TEXT BLOCK.
‘The Undoing’: Who killed Elena Alves? These spoilers from ‘You Should Have Known’ could solve the mystery
Spoiler Alert for ‘The Undoing’ and the novel ‘You Should Have Known’
A psychological thriller can gnaw at your mind and ‘The Undoing’ does that with finesse. Written by ‘Big Little Lies’ screenwriter David E Kelley, the series has been inspired by Jean Hanff Korelitz's novel, ‘You Should Have Known’. Whether or not, the plot entirely follows the trajectory of the book is yet to be seen as six episodes of the HBO series air every week.
The show follows the life of Grace (Nicole Kidman) and Jonathan Fraser (Hugh Grant), caught up in a murder mystery when a mother at their son's school is bludgeoned to death. Overnight, a chasm opens in their lives: a violent death and a chain of terrible revelations. Left behind in the wake of a public disaster and horrific lies, Grace discovers dark secrets from her husband's past and must dismantle her not-so picture-perfect family.
The biggest question remains, who killed the mother, Elena Alves (Matilda De Angelis) — who was having an extramarital affair with Jonathan? Is he the murderer or someone else who killed her in a fit of rage? As the detectives try to put the missing pieces of the puzzle together, the suspicion hangs on Grace, Elena's husband Fernando Alves (Ismael Cruz Córdova) and even their son, Henry Fraser (Noah Jupe).
What happens in the book?

DATASET EXTRACT.

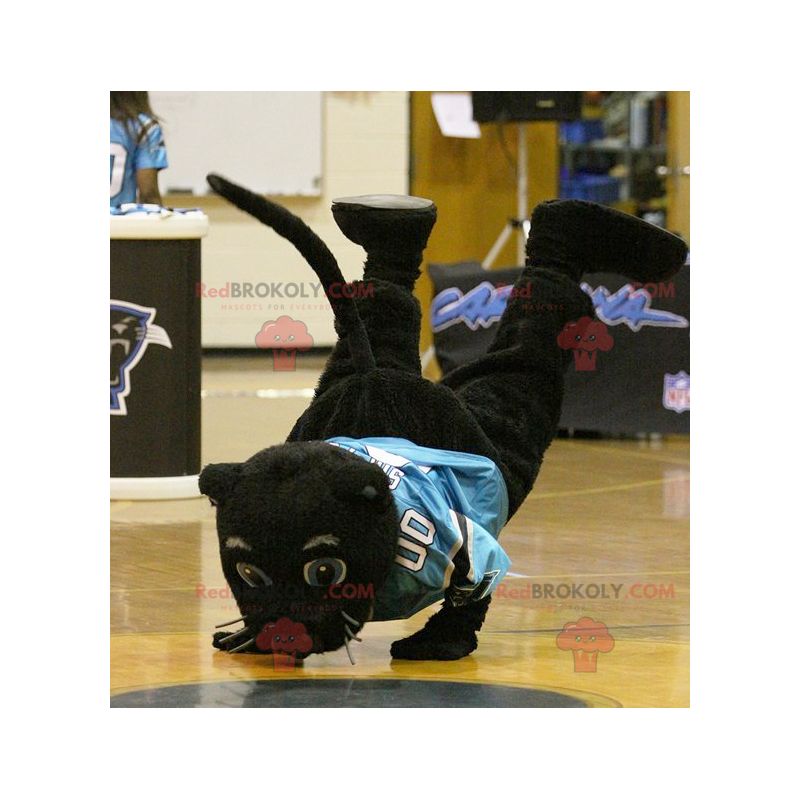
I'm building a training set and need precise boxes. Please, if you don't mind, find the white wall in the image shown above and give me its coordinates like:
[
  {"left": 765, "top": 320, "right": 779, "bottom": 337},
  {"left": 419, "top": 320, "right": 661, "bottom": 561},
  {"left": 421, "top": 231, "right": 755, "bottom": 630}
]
[{"left": 164, "top": 92, "right": 409, "bottom": 348}]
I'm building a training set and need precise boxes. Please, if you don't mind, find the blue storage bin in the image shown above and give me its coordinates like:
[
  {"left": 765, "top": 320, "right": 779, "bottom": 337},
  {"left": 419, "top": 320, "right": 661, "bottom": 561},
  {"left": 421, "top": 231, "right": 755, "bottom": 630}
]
[{"left": 559, "top": 174, "right": 622, "bottom": 204}]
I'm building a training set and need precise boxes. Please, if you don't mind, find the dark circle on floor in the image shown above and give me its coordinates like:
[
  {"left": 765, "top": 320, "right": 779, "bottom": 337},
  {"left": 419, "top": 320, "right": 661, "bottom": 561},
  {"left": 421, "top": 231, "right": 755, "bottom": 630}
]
[{"left": 111, "top": 678, "right": 589, "bottom": 708}]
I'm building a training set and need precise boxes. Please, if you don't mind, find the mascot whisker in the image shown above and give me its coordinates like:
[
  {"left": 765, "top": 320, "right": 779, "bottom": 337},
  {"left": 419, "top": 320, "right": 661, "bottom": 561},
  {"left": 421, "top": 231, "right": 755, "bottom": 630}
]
[{"left": 200, "top": 175, "right": 686, "bottom": 661}]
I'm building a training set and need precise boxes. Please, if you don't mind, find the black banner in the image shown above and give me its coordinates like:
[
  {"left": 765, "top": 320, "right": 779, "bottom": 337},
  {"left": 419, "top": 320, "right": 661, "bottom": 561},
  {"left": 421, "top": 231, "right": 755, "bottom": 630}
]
[
  {"left": 110, "top": 238, "right": 201, "bottom": 478},
  {"left": 428, "top": 261, "right": 690, "bottom": 434}
]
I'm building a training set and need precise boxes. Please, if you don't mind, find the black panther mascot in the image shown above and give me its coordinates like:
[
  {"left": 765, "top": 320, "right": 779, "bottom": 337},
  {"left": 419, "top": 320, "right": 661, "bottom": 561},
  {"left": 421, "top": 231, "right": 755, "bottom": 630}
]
[{"left": 200, "top": 175, "right": 686, "bottom": 660}]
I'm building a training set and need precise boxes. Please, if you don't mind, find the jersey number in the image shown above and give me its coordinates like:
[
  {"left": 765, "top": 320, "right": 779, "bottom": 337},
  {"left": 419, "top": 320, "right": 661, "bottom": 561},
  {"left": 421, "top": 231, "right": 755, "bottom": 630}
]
[
  {"left": 394, "top": 508, "right": 436, "bottom": 572},
  {"left": 111, "top": 142, "right": 128, "bottom": 197}
]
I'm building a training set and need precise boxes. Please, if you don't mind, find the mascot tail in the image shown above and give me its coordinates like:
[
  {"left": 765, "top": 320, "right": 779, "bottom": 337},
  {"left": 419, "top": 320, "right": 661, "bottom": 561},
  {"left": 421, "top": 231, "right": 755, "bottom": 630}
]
[{"left": 206, "top": 174, "right": 375, "bottom": 372}]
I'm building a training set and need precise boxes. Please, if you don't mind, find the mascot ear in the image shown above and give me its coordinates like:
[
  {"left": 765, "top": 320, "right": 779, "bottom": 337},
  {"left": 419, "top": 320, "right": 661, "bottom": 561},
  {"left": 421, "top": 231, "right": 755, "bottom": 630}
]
[{"left": 200, "top": 464, "right": 242, "bottom": 506}]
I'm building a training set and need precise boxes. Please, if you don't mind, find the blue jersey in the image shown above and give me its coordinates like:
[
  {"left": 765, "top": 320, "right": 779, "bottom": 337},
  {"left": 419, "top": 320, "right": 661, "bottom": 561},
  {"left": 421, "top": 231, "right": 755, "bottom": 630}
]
[
  {"left": 328, "top": 436, "right": 511, "bottom": 620},
  {"left": 111, "top": 114, "right": 167, "bottom": 206}
]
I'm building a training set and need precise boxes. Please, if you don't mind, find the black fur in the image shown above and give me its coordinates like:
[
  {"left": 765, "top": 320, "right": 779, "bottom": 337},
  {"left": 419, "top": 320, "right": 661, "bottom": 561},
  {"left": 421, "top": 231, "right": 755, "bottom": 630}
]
[{"left": 200, "top": 176, "right": 686, "bottom": 660}]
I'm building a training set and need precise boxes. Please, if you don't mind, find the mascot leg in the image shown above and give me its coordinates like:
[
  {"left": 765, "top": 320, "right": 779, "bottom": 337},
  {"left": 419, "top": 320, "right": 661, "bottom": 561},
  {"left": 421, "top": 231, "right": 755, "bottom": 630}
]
[{"left": 391, "top": 201, "right": 686, "bottom": 660}]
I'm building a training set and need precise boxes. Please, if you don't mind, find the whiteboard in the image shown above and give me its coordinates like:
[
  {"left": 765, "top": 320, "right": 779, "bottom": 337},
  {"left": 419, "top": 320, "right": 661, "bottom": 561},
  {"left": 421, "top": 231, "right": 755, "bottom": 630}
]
[{"left": 149, "top": 92, "right": 322, "bottom": 196}]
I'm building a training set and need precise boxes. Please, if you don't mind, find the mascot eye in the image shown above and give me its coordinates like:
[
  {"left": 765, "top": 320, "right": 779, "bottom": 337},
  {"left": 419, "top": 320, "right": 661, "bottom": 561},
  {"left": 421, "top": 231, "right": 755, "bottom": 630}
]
[
  {"left": 236, "top": 561, "right": 272, "bottom": 588},
  {"left": 303, "top": 558, "right": 347, "bottom": 586}
]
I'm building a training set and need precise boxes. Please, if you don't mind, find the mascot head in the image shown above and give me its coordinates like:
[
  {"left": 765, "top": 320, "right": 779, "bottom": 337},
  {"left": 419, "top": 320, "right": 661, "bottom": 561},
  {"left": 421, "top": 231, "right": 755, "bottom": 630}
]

WHAT TO DO.
Continue the article on 'The Undoing' and the novel behind it, starting right after the heading "What happens in the book?"

EXPECTED ANSWER.
Written in close third-person, the book has several dissimilarities in comparison to the series. In Korelitz's novel, Grace Sachs is introduced as a successful therapist who is about to go on a press tour for her marital advice book, aptly titled ‘You Should Have Known: Why Women Fail to Hear What the Men in Their Lives Are Telling Them’. Dealing with several unhappy women over the years, Grace seems to have concluded: They fell into the trap themselves, basically by turning their heads... and perhaps, ignoring the red flags.
The synopsis reads: “Grace Reinhart Sachs is living the only life she ever wanted for herself. Devoted to her husband, a pediatric oncologist at a major cancer hospital, their young son Henry, and the patients she sees in her therapy practice, her days are full of familiar things: she lives in the very New York apartment in which she was raised, and sends Henry to the school she herself once attended.”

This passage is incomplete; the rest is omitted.